Dataset entries:
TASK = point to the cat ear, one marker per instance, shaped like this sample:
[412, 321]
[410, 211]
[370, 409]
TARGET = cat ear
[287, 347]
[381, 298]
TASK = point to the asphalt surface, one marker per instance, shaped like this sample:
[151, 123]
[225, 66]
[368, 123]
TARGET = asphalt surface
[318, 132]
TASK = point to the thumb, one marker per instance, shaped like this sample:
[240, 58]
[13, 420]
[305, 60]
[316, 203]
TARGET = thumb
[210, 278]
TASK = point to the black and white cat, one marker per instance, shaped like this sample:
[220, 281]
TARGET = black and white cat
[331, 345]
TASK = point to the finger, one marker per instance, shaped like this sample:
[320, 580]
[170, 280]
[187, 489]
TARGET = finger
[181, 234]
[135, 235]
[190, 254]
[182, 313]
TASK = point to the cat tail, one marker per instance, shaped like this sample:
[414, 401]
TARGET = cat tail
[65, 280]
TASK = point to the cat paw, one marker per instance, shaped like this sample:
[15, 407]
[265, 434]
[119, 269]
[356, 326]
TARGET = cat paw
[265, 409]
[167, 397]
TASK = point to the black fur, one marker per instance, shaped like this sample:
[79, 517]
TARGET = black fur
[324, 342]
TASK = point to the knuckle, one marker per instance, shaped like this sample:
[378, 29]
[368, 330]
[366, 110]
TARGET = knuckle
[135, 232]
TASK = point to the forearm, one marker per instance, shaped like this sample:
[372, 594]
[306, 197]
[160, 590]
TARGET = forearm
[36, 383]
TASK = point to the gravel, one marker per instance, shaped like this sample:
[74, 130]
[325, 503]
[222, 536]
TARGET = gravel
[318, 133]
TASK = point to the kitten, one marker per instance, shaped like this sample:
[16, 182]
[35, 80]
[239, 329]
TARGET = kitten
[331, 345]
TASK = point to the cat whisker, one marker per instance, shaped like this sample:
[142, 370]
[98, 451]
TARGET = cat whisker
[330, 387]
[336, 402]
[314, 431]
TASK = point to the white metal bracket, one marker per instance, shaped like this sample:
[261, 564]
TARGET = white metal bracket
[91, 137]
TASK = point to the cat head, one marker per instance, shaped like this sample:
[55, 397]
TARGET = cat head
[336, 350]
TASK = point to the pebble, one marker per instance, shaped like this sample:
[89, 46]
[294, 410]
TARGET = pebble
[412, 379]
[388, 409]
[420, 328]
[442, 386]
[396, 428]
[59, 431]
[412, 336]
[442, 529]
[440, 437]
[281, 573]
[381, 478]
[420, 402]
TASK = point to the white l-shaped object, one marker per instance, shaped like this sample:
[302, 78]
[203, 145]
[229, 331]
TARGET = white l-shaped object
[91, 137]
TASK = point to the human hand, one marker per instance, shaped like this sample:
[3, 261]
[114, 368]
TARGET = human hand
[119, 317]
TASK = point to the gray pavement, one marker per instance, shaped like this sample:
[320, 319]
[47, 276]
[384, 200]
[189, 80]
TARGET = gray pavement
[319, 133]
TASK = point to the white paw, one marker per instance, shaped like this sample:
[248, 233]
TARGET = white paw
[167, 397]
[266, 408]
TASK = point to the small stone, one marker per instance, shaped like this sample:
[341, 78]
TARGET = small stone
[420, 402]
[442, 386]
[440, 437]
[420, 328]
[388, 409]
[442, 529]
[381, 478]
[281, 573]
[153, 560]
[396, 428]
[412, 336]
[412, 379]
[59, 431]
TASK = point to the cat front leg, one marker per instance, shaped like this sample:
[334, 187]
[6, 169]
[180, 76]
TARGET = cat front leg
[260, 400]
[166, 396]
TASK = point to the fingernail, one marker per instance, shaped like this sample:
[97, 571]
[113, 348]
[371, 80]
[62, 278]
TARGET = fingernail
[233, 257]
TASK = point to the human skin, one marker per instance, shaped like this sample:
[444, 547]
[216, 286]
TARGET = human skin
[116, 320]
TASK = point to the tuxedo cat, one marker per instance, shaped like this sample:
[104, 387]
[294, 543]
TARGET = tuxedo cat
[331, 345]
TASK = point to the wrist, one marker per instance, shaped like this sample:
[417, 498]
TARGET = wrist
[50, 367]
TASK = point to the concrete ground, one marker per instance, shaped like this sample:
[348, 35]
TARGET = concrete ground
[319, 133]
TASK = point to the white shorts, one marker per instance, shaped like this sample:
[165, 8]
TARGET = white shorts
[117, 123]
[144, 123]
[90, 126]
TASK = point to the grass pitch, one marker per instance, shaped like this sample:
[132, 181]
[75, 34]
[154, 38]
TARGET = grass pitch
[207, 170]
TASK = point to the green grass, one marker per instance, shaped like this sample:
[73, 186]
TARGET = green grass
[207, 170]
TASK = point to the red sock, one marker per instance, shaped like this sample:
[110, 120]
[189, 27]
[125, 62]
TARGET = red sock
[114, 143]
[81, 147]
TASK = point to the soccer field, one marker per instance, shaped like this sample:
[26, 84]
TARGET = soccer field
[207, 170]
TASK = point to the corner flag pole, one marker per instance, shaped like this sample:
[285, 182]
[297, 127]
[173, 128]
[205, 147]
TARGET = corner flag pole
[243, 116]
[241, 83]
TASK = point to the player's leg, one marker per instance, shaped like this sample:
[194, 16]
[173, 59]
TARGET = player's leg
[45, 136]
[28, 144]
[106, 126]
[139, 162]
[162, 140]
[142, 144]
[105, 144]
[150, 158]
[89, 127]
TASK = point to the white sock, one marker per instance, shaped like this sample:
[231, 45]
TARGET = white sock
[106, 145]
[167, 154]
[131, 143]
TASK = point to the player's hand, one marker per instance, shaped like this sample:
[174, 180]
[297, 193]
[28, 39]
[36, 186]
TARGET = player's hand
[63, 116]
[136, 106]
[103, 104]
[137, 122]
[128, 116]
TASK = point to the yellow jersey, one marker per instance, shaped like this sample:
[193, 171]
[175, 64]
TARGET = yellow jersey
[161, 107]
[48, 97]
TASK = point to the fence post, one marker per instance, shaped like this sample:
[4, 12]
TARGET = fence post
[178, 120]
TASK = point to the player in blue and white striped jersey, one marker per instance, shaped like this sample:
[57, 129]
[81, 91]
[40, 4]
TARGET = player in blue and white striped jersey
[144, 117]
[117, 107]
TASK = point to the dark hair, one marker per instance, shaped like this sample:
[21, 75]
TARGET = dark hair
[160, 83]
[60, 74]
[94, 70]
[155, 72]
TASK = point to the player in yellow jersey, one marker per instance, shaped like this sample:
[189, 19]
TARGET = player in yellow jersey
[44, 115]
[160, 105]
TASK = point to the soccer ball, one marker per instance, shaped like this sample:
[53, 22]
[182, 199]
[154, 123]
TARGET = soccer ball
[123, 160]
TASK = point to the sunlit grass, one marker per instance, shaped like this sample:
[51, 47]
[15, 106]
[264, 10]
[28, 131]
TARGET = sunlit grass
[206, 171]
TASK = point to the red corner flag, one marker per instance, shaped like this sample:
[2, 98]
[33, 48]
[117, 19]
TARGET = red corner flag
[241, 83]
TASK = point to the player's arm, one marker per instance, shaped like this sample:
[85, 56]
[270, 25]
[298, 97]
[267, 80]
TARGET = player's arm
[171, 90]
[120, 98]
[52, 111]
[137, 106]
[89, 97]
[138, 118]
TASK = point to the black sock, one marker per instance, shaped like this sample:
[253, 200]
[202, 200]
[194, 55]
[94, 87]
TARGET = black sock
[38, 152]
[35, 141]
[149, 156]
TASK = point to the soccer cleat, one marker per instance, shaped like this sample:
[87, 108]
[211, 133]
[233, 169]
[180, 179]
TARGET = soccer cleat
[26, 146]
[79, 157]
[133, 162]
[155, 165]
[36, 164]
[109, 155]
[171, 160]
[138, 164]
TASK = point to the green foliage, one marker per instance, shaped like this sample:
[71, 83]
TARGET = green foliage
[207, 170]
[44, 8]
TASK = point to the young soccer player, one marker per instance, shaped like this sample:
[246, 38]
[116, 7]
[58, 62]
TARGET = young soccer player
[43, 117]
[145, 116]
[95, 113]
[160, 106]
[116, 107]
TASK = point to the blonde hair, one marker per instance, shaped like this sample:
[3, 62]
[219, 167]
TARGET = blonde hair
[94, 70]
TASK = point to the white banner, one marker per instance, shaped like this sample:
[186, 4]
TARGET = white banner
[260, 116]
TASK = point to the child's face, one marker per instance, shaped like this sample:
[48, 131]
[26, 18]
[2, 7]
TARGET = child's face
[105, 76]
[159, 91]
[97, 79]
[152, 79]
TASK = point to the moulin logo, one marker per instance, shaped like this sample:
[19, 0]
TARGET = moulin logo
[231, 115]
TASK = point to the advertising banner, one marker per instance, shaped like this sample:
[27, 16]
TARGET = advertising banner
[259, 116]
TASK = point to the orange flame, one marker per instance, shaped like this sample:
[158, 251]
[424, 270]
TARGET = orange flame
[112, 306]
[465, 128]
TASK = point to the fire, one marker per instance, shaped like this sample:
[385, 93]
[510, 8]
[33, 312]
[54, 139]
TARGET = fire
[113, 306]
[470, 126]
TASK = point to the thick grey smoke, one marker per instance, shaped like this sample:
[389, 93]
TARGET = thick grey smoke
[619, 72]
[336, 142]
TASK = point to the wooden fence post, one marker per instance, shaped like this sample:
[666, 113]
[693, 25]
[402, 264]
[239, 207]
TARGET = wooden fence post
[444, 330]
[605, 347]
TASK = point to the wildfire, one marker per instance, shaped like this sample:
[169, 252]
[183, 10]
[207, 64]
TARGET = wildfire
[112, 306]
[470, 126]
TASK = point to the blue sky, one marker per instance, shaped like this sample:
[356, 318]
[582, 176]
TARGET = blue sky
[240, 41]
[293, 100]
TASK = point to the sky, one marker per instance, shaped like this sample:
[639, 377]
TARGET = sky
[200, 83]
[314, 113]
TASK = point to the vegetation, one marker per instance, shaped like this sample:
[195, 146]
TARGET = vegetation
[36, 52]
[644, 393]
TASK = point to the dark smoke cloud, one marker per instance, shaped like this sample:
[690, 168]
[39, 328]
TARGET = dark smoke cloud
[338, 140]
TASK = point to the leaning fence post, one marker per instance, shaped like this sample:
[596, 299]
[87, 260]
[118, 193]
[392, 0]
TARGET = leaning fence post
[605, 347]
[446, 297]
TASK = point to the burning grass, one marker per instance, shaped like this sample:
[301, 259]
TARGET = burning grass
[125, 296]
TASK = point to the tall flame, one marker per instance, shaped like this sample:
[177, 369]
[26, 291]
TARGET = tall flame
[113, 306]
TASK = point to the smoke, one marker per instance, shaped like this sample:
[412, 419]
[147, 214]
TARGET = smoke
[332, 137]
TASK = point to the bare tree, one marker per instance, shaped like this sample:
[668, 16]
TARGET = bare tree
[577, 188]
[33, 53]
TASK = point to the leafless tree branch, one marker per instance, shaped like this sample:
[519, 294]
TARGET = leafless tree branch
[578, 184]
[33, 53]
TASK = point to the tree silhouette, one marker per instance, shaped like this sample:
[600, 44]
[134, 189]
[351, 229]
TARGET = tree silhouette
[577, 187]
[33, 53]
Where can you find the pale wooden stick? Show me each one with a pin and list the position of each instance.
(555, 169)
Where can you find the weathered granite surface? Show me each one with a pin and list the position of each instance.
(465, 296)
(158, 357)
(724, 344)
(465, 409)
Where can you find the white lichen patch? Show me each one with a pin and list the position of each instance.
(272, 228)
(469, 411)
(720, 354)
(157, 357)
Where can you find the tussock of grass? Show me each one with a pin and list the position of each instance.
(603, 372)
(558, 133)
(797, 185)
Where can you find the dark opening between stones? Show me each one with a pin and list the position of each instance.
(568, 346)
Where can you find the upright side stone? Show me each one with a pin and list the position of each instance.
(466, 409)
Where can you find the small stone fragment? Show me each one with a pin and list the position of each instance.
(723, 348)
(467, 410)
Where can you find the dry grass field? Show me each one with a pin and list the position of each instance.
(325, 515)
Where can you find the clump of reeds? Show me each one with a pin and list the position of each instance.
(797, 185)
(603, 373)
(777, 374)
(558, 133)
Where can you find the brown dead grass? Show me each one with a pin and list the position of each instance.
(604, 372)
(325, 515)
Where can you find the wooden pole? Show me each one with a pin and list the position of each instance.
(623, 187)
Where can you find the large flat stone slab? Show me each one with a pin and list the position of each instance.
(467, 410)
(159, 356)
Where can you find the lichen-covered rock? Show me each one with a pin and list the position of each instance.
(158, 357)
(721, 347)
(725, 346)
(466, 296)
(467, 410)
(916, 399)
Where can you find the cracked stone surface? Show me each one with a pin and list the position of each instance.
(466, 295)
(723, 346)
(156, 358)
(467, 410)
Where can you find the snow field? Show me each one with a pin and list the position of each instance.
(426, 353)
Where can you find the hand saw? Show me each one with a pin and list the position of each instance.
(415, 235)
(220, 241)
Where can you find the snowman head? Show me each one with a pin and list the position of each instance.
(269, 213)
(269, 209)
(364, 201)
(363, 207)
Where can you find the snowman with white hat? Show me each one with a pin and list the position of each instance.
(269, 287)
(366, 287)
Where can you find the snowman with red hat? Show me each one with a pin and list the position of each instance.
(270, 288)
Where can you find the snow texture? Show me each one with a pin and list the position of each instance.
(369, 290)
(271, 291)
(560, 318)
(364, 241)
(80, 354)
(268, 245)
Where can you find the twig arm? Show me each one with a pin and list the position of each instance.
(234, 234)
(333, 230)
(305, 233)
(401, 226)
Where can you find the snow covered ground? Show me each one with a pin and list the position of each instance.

--- Task to carry out ---
Your answer must be the lines from the one that contains "Where can you find the cracked" through the last line of the entries above, copied exactly, with no other lines.

--- Exercise output ---
Where can you find the cracked stone surface? Show me each one with a pin and list the position of each instance.
(466, 295)
(723, 346)
(156, 358)
(467, 410)
Where can you find the snow field? Show me each one with a pin and list the position of each instance.
(426, 353)
Where can you find the hand saw? Show me each one with a pin and list the position of each instance.
(415, 235)
(220, 241)
Where can you find the snowman head? Show me each one with a pin and list the position of each instance.
(269, 213)
(269, 209)
(364, 201)
(363, 207)
Where can you find the snowman with white hat? Show me each one with a pin and list the position of each instance.
(269, 287)
(366, 287)
Where can you find the snowman with red hat? Show me each one with a pin and list the position of each instance.
(270, 288)
Where can you find the snow texture? Show me each one with a pin and list the position of each instance.
(369, 290)
(271, 291)
(560, 318)
(364, 241)
(80, 354)
(268, 245)
Where can you find the twig arm? Show me each one with a pin and list the position of each instance.
(234, 234)
(333, 230)
(305, 233)
(401, 226)
Where can you find the snow covered ground? Show me each one with a pin and list the position of each instance.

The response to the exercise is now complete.